#### Stored rows

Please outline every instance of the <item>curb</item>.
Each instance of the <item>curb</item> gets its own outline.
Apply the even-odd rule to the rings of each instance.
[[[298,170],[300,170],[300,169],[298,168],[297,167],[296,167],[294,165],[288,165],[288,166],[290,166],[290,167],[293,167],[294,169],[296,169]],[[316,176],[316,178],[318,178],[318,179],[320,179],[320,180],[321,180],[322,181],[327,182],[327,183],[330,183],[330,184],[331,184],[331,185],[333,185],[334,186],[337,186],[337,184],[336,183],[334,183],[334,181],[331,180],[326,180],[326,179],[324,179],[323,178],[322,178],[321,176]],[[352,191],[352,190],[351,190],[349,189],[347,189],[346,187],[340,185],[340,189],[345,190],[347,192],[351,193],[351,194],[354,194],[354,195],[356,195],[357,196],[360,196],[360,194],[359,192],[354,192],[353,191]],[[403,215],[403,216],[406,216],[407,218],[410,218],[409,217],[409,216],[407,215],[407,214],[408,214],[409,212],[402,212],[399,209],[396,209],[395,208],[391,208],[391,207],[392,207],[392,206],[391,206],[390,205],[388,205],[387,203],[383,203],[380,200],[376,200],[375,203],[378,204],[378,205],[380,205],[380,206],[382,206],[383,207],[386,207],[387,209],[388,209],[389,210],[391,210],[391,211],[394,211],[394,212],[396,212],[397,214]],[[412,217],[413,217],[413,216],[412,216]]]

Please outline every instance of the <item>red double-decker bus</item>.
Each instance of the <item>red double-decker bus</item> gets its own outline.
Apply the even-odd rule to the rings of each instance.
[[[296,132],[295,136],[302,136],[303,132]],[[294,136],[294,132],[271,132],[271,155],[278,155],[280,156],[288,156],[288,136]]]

#### Request
Print every line of the records exactly. Omit nothing.

#### Result for this exercise
Please outline every instance of the <item>curb</item>.
Each instance of the <item>curb</item> gets its own outline.
Apply the even-odd rule to the rings of each instance.
[[[298,170],[300,170],[300,169],[298,168],[297,167],[296,167],[294,165],[288,165],[288,166],[290,166],[290,167],[293,167],[294,169],[296,169]],[[316,176],[316,178],[318,178],[318,179],[320,179],[320,180],[321,180],[322,181],[327,182],[327,183],[330,183],[330,184],[331,184],[331,185],[333,185],[334,186],[337,186],[337,184],[336,183],[334,183],[334,181],[331,180],[326,180],[326,179],[324,179],[323,178],[322,178],[321,176]],[[352,191],[352,190],[351,190],[349,189],[347,189],[346,187],[340,185],[340,189],[345,190],[347,192],[351,193],[351,194],[354,194],[354,195],[356,195],[357,196],[360,196],[360,194],[359,192],[354,192],[353,191]],[[403,215],[403,216],[406,216],[407,218],[410,218],[409,217],[409,216],[407,215],[407,214],[408,214],[409,212],[402,212],[399,209],[396,209],[395,208],[391,208],[391,207],[392,207],[392,206],[391,206],[390,205],[388,205],[387,203],[383,203],[380,200],[376,200],[375,203],[378,204],[378,205],[380,205],[380,206],[382,206],[383,207],[386,207],[387,209],[388,209],[389,210],[391,210],[391,211],[394,211],[394,212],[396,212],[397,214]],[[412,217],[413,217],[413,216],[412,216]]]

Please outline every instance of the <item>red double-decker bus</item>.
Each instance of the <item>red double-decker bus</item> gets its own outline.
Apply the even-odd rule to the rings of each instance.
[[[296,132],[295,136],[302,136],[303,132]],[[294,136],[294,132],[271,132],[271,155],[278,155],[280,156],[288,156],[288,136]]]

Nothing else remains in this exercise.